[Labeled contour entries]
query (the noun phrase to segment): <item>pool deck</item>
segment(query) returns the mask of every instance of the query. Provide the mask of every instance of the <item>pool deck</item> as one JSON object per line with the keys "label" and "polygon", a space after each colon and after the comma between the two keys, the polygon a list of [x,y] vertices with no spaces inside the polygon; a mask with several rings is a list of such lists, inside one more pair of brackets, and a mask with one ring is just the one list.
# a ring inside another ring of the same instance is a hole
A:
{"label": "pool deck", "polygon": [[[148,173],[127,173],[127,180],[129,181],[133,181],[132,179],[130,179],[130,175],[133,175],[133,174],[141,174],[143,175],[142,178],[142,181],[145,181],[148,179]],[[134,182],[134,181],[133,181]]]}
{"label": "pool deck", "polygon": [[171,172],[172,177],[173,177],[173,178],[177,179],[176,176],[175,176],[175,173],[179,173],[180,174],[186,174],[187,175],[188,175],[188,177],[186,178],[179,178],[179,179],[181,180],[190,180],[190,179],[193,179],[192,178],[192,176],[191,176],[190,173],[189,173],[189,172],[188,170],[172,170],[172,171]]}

## Challenge
Copy every line of the entries above word for word.

## Exercise output
query (the noun phrase to segment): <item>pool deck</item>
segment(query) returns the mask of every instance of the query. Provide the mask of every instance of the <item>pool deck</item> as one JSON object per line with the keys "label" and "polygon", a space after each colon and after the comma between the two keys, the polygon a list of [x,y] vertices with no spaces inside the polygon; a mask with several rings is a list of such lists, inside one more pair of brackets, and a mask with one ring is just the one list.
# a ring inside another ring of the same instance is a hole
A:
{"label": "pool deck", "polygon": [[[148,173],[127,173],[127,180],[129,181],[133,181],[132,179],[130,179],[130,175],[133,175],[133,174],[141,174],[143,175],[142,178],[142,181],[145,181],[148,179]],[[134,182],[134,181],[133,181]]]}
{"label": "pool deck", "polygon": [[171,172],[172,177],[173,177],[173,178],[177,179],[176,176],[175,176],[175,173],[179,173],[180,174],[186,174],[187,175],[188,175],[188,177],[186,178],[179,178],[179,179],[181,180],[190,180],[190,179],[193,179],[192,178],[192,176],[191,176],[190,173],[189,173],[189,172],[188,170],[172,170],[172,171]]}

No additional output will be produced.